═══ Records supplied ═══

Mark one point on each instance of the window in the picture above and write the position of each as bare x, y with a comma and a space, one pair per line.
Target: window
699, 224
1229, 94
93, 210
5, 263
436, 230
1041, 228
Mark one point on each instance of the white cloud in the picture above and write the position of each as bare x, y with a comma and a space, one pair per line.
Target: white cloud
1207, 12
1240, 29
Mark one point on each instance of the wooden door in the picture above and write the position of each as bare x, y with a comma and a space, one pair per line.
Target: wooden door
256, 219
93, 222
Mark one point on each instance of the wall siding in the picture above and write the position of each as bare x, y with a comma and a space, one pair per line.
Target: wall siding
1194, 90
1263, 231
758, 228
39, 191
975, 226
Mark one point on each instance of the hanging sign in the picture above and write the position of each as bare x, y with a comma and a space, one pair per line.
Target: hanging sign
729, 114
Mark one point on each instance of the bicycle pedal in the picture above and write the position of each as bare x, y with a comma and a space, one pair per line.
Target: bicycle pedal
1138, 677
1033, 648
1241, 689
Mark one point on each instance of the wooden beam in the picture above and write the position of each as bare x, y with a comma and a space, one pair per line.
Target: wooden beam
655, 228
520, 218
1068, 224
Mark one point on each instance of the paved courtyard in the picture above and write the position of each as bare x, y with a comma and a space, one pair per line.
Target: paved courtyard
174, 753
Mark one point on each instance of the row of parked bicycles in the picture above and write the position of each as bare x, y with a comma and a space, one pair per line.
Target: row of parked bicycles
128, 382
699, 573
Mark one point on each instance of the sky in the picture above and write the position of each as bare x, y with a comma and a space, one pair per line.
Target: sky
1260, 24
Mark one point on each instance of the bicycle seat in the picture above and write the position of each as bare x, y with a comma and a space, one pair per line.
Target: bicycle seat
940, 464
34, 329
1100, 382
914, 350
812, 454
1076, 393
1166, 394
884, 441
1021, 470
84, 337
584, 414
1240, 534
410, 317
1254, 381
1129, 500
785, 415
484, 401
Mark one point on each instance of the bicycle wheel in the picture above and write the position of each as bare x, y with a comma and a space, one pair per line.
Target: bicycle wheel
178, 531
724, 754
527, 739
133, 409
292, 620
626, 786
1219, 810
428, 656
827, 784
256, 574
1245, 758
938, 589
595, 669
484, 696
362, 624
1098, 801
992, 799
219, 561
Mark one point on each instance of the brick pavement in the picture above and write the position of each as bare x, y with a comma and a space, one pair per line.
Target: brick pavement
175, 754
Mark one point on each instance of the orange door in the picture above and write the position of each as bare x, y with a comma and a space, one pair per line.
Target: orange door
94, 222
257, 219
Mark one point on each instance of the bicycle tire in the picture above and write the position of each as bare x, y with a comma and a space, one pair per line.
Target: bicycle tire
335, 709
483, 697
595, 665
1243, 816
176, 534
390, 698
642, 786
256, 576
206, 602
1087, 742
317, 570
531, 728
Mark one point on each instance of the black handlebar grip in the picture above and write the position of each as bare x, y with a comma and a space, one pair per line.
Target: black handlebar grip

═══

Your task is to print the whole listing again exactly.

▸ **Solution to the problem**
Mark one point on each instance of the window in the picture above and write the position of each as bare x, y with a comma and a space, one pair per line.
Target: window
699, 224
1229, 94
93, 210
5, 263
436, 230
1041, 228
Mark one point on each instance of the white cloud in the picture above and write the position of each as bare x, y with a comma and a space, one pair per line.
Target: white cloud
1207, 12
1240, 29
Mark one point on each instance of the wooden door in the picture above and write the position of each as bare x, y with a comma and a space, one pair per line.
Target: wooden door
256, 219
93, 222
Mark one point on each instance of the wall siding in the picture above and write the position of each as bare x, y with a comma and a space, one pair per line.
Target: wall siding
1194, 90
1263, 231
758, 228
39, 191
975, 226
Mark one point on each instance of the hanging sign in the picture above and write the position of each as bare x, y with a comma and a space, one pair per line.
Target: hanging sign
729, 114
Mark one point on each instance of the bicycle pedal in the picture above and write the position of each as bare x, y with a comma and a space, one pair per line.
Target: bicycle pedal
1138, 677
1033, 648
1241, 689
Mark one point on each instance of the wooden beam in the picture above and write the position of each as bare x, y with a comma and a space, one pair per line.
Target: wooden beam
655, 228
520, 218
1068, 224
Mark one point on each instance of the paved courtyard in the picture above and write the position of each as bare x, y with a comma and a space, one pair per line.
Target: paved courtyard
174, 753
Mark one point on each instance of the row of parked bicycles in the picture above and write the position of each as bare x, y with a comma and a space, one pair per line.
Target: row of parked bicycles
128, 382
699, 573
Mark one point on each instance of the sky in the picture above and write the position of each as bare x, y with a comma and a space, one pair per line.
Target: sky
1260, 24
Mark one point on each instance of the bicycle seat in the picture above and write the position of each as bare x, y with a comma and a space, one pair per line.
Target: bicycle seat
940, 464
34, 329
1100, 382
914, 350
812, 454
1076, 393
1166, 394
884, 441
1021, 470
84, 337
584, 414
1240, 534
410, 317
1254, 381
1129, 500
785, 415
484, 401
Mark one point on each instance of the bicycle wheel in the picture above and write the position of each as bare x, y with a comma and a space, one pair per line.
Target: bicycle wheel
178, 531
724, 754
527, 739
133, 409
292, 620
626, 786
1219, 810
428, 656
827, 784
256, 574
1245, 758
938, 589
595, 669
484, 696
362, 624
1098, 801
992, 799
219, 561
Mark one point on each instance of the brick pavement in the picture above and write the position of each as bare x, y with a comma and a space, one pair per line.
Target: brick pavement
175, 754
Mark one point on each instance of the orange door in the picture above and write the position of each as bare x, y with a comma and a space, one pair per line.
Target: orange door
94, 222
257, 219
Mark one point on each instance of the bicycle tire in the picture above and write the position of each as bare x, y with a comma and a space, one pair per line.
Target: bicycle tire
335, 709
483, 697
595, 665
1243, 816
176, 534
390, 698
642, 786
256, 576
206, 602
1087, 742
317, 570
531, 728
Mark one point on each instance of the black handlebar grip in the picture above and write the position of each as bare x, y with a comma and a space, one pair per line.
Target: black handlebar grip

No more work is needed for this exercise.